PAGE TEXT>
No circularity: numerical QNM computation on fixed background is independent

full rationale

The paper solves the perturbation equations for scalar, electromagnetic, and Dirac fields on the given regular black-hole metric using Padé-improved WKB (with Prony validation only for the scalar mode). The regularity parameter enters solely through the background metric functions; the computed frequencies and damping rates are outputs of the numerical scheme, not inputs or fitted quantities. No self-citation chain, ansatz smuggling, or redefinition of the regularity scale in terms of the quasinormal spectrum occurs. The derivation chain therefore remains self-contained against external benchmarks.

Axiom & Free-Parameter Ledger

1 free parameters · 2 axioms · 0 invented entities

The paper relies on the existence of an exact asymptotically flat regular black-hole solution sourced by a phantom Dirac-Born-Infeld scalar field. The perturbation equations are the standard massless wave equations on that fixed background. No new free parameters are introduced beyond the regularity scale already present in the background metric. No invented entities beyond the phantom scalar are postulated in the abstract.

STATED TASK 1>
Write out everything in the quasinormal-mode text from "The paper relies" down to "in the abstract.", substituting "regularization length" for "regularity scale".
STATED TASK 2>
Resume the text on quasinormal modes of the regular black hole, picking up after its last sentence.

EXTRACTED RECORDS>
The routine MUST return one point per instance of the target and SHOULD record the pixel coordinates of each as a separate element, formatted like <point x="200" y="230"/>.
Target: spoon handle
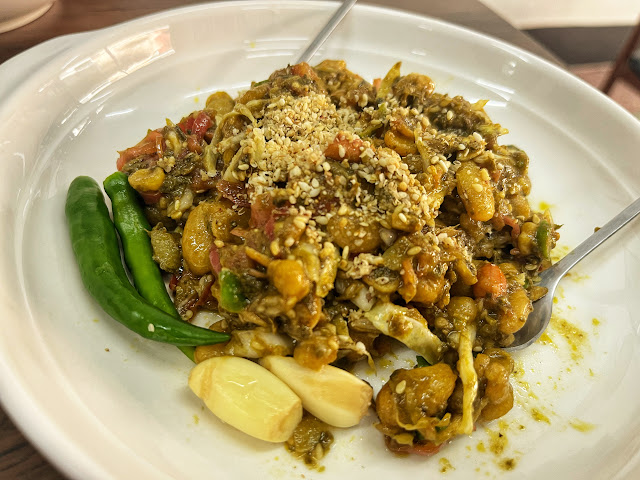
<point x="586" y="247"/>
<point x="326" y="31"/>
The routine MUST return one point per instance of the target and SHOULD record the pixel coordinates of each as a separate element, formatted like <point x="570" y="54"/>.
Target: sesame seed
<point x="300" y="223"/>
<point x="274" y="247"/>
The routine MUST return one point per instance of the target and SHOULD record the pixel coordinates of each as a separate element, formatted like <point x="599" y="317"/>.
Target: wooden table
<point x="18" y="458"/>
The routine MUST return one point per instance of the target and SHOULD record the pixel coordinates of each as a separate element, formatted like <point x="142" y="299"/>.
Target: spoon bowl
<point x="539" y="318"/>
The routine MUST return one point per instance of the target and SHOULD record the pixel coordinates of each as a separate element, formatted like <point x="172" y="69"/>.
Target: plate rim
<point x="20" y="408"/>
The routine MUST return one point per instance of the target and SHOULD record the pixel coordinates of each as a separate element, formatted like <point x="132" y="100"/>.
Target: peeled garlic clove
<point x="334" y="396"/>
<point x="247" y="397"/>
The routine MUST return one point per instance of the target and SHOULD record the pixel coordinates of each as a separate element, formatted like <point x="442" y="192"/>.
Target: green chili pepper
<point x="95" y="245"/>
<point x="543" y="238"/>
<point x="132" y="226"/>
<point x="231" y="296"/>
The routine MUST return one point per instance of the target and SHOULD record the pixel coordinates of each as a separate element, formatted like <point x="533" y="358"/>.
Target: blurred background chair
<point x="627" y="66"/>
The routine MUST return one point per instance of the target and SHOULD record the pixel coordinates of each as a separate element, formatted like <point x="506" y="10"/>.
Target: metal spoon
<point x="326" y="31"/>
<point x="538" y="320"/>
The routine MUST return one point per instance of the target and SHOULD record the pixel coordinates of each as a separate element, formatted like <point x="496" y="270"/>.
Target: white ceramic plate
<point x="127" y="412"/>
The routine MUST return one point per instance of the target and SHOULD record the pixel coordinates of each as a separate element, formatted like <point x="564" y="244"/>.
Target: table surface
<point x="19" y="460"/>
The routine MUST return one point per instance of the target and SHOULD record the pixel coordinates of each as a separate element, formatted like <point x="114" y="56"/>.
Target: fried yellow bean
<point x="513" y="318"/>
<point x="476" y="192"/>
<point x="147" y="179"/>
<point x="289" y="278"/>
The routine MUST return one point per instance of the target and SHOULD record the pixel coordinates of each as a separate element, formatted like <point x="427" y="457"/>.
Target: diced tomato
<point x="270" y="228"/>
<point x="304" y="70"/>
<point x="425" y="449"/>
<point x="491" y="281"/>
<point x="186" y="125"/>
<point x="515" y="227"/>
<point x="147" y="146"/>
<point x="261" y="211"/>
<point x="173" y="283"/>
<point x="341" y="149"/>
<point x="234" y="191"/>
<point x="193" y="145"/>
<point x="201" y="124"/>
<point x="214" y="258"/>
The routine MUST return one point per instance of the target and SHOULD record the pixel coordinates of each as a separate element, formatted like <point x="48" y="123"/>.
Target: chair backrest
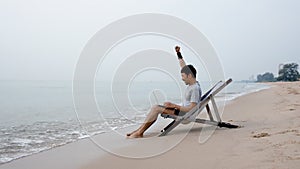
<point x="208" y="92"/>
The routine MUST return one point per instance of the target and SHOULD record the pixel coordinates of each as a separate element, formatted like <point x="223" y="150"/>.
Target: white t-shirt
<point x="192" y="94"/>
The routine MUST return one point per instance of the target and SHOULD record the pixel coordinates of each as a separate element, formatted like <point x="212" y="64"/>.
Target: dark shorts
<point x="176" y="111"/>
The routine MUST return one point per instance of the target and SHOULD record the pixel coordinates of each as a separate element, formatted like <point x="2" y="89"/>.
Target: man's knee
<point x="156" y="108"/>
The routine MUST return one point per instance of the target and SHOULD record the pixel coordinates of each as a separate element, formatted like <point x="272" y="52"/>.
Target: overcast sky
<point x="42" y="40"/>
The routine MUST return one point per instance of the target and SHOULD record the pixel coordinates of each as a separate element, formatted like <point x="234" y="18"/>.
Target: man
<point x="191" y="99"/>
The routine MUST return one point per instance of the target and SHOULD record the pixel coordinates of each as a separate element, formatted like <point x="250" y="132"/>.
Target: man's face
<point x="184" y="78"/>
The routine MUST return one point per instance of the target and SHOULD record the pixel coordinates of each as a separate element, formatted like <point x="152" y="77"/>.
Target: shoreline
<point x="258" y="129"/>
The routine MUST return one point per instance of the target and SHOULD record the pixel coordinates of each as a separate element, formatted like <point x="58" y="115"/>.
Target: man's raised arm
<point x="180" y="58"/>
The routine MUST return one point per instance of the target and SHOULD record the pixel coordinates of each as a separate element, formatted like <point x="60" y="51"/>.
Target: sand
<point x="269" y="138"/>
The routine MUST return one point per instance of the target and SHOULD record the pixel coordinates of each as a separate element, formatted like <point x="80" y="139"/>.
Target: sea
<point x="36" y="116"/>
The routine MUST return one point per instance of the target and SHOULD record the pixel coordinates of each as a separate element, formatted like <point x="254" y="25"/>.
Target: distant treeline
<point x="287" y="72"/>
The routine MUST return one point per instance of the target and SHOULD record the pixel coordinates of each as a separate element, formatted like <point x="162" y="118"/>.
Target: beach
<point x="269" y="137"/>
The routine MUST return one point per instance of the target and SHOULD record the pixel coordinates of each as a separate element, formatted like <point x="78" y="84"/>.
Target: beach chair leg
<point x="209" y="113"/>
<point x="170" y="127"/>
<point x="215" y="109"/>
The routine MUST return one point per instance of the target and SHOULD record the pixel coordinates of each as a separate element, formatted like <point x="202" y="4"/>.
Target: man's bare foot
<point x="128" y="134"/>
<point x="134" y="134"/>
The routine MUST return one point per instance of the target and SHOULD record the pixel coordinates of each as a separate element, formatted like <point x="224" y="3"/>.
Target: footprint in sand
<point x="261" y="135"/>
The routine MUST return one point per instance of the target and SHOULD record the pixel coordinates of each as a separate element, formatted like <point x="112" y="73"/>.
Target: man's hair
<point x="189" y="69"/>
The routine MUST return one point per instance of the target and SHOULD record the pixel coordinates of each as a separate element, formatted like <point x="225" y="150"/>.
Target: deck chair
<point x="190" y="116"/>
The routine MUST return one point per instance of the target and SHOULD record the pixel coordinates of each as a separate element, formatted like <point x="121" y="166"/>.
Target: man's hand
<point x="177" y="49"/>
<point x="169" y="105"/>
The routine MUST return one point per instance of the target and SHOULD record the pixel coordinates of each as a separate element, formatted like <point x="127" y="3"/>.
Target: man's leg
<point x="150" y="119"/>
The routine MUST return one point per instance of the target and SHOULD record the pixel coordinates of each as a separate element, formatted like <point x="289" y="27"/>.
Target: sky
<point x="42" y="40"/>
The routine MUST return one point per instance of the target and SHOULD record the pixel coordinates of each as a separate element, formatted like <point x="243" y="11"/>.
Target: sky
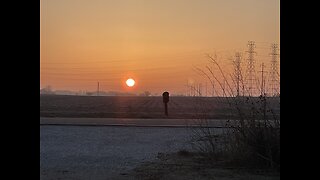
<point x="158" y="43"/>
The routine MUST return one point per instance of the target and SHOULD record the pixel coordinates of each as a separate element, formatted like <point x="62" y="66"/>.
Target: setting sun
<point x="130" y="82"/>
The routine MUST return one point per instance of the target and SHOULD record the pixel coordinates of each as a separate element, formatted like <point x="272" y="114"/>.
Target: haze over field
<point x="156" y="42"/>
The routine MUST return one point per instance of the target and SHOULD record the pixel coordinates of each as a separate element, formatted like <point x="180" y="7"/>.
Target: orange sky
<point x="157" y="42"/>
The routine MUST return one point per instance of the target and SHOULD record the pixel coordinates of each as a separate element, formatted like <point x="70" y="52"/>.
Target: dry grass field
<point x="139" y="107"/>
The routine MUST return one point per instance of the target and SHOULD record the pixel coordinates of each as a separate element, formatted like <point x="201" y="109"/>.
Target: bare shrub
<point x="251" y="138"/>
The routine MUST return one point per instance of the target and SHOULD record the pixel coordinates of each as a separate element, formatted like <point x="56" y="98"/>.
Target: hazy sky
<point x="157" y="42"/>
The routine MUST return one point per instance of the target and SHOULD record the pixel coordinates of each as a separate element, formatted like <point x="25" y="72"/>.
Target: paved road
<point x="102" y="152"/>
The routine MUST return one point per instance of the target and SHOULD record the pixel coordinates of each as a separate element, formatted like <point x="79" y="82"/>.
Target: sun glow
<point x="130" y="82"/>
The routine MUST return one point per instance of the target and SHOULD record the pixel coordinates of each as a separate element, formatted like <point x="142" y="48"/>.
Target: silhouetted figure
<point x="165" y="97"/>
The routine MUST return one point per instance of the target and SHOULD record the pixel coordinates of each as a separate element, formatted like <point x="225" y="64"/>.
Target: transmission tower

RIGHT ANSWER 1>
The paper relies on the existence of an exact asymptotically flat regular black-hole solution sourced by a phantom Dirac-Born-Infeld scalar field. The perturbation equations are the standard massless wave equations on that fixed background. No new free parameters are introduced beyond the regularization length already present in the background metric. No invented entities beyond the phantom scalar are postulated in the abstract.

RIGHT ANSWER 2>
free parameters (1)
  • DBI regularity scale
    The parameter controlling the size of the regular core in the background metric; its value is varied to produce the reported spectral shifts.
axioms (2)
  • domain assumption The background metric is an exact solution of the Einstein equations coupled to the phantom DBI scalar.
    Invoked when the perturbation equations are written on this fixed geometry.
  • standard math Massless scalar, electromagnetic, and Dirac fields propagate on the fixed background without back-reaction.
    Standard linear perturbation assumption in black-hole ringdown calculations.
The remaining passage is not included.